Object position labeling rows:

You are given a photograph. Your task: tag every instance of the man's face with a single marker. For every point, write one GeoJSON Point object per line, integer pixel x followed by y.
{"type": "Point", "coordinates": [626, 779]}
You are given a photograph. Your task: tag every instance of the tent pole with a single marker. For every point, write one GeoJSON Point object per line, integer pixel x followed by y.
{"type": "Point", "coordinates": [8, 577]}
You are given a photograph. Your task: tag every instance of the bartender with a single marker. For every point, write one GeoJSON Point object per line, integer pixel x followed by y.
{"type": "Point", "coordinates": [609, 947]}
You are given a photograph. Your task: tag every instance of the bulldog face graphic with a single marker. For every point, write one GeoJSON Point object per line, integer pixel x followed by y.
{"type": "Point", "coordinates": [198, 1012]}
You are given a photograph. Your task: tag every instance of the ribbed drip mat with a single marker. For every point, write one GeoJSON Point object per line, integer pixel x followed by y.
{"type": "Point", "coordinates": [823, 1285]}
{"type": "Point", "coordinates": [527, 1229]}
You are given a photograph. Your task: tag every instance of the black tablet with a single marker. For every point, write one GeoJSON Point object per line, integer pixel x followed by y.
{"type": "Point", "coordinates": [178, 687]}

**Your task:**
Rewrite the rows above as a two-column CSV with the header input,output. Give one line for each row, placing its text in the input field and its answer in the output field. Enclose each field in quotes and replace any line breaks with spaces.

**Exercise answer:**
input,output
"You are given a photograph. Your task: tag every instance of the man's face with a single marker. For every point, write one GeoJSON Point object per line, integer pixel x followed by y.","{""type"": ""Point"", ""coordinates"": [626, 779]}"
"You are given a photograph. Your task: tag every instance of the tent pole with a single marker. For every point, write one GeoJSON Point object per line, integer pixel x followed by y.","{""type"": ""Point"", ""coordinates"": [8, 577]}"
"You are given a photograph. Your task: tag every instance of the bartender with a single marker. For every point, write one GeoJSON Point object per line, integer pixel x followed by y.","{""type"": ""Point"", ""coordinates"": [609, 947]}"
"You are given a photograph. Your task: tag every instance of the bulldog face graphic with a single marker. For every point, write one GeoJSON Point object per line, integer pixel x followed by y.","{""type"": ""Point"", ""coordinates"": [198, 1012]}"
"You are given a photograph. Your task: tag every instance of the ribbed drip mat with a single marker. For every point, write one GeoJSON Point object per line, integer pixel x followed by y.","{""type"": ""Point"", ""coordinates"": [823, 1285]} {""type"": ""Point"", ""coordinates"": [527, 1229]}"
"You are given a photograph. Your task: tag every instance of the black tablet with a single marker. For every point, write one GeoJSON Point object per line, integer pixel x followed by y.","{""type"": ""Point"", ""coordinates"": [178, 687]}"